SUPPLIED ENTRIES: Begin

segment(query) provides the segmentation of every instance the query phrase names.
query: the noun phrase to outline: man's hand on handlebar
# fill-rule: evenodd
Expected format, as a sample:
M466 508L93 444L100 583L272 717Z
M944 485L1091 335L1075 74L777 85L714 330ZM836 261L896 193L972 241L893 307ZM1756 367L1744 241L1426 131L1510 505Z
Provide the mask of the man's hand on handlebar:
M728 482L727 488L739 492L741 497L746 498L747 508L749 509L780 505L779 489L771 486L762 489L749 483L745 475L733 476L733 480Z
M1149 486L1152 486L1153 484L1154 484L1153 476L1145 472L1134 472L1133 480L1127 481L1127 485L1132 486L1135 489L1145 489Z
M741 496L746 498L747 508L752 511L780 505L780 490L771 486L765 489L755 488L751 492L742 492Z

SUPPLIED ENTRIES: End

_WHAT YOU WILL DO:_
Pick every line containing the word "query" out of the material, and copy those lines.

_ANSWER TO THE EXERCISE:_
segment(query) provides the segmentation of every instance the query phrase names.
query: the noun phrase to outline: man's hand on handlebar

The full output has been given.